Dataset entries
------------------------------
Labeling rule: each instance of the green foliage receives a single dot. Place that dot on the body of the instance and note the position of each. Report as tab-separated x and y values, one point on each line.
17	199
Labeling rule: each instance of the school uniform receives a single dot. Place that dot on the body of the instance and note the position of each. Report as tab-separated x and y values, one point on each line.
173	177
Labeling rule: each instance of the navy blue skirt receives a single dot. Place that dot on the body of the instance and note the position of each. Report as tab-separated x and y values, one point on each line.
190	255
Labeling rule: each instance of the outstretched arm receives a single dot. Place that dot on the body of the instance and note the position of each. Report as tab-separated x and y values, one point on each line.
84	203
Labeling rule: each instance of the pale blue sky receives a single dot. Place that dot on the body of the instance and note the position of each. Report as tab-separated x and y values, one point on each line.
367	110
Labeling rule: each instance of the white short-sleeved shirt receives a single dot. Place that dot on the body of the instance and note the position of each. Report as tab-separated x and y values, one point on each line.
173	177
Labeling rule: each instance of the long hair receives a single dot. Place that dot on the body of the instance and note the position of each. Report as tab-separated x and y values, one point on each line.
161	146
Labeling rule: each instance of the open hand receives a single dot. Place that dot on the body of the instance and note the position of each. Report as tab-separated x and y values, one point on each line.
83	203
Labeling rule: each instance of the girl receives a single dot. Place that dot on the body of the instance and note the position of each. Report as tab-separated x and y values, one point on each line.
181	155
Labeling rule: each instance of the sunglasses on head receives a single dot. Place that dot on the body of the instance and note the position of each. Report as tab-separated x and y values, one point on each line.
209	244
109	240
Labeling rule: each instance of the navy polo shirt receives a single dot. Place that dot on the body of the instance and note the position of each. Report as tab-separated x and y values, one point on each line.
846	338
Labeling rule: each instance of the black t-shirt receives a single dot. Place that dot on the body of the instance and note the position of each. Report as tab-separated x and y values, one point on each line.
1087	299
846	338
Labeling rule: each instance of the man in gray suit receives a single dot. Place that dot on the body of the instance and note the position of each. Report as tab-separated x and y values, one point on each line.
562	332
------------------------------
Please duplicate every one of the rows above, keeping each line exactly as it stands.

■ COMPLETED TASK
Labeling rule: each instance of the green foliage receives a single dot. Place that dot on the body of the instance and note the position of each. Report as tab-separated x and y values, one point on each line.
17	199
Labeling rule: each instance of the school uniform receives a single dot. Place that dot on the body of the instance and note the position of each. Report as tab-separated x and y values, one point on each line.
173	177
Labeling rule: each instance of the navy blue skirt receives a single dot. Place that dot on the body of the instance and note the position of each. Report as tab-separated x and y values, one point on each line.
190	255
Labeling rule: each instance of the outstretched arm receives a single dot. Place that dot on the body of the instance and note the position of each. Report as tab-separated x and y values, one point on each line.
84	203
Labeling rule: each instance of the pale blue sky receives a single dot. Place that dot on the body of the instance and note the position of each. Report as tab-separated x and y values, one point on each line.
367	110
Labeling rule: each instance of the white short-sleeved shirt receives a single dot. Place that dot on the body of the instance and note the position of each. Report as tab-separated x and y values, one point on each line.
173	177
Labeling rule: each instance of the long hair receives a single dot. Place that dot on the body of the instance and note the position of each. Report as tab-separated x and y values, one point on each line.
161	146
Labeling rule: each instance of the open hand receives a single dot. Place that dot on the body of the instance and note the position of each. Report as tab-separated x and y values, one point on each line.
83	203
Labeling rule: each instance of the girl receives a single dot. Place that dot on the body of the instance and note the position of each. Report as tab-separated x and y values, one point on each line.
181	155
Labeling rule: each instance of the sunglasses on head receives a single dot. Place that dot on the body of the instance and note the position of each. Report as tab-separated x and y values, one point on each line.
209	244
109	240
Labeling rule: each instance of the navy polo shirt receives a single dot. Place that dot on the body of the instance and note the position of each. Report as tab-separated x and y values, one point on each line.
846	338
Labeling rule: each instance of the black t-shirt receives a single dot. Place that dot on the body of the instance and note the position of each. Report as tab-separated x and y values, one point on each line.
1087	299
846	338
Labeling rule: each instance of the man in gray suit receives a single dot. Place that dot on the body of the instance and note the position of each. Report as tab-separated x and y values, one point on each line.
562	332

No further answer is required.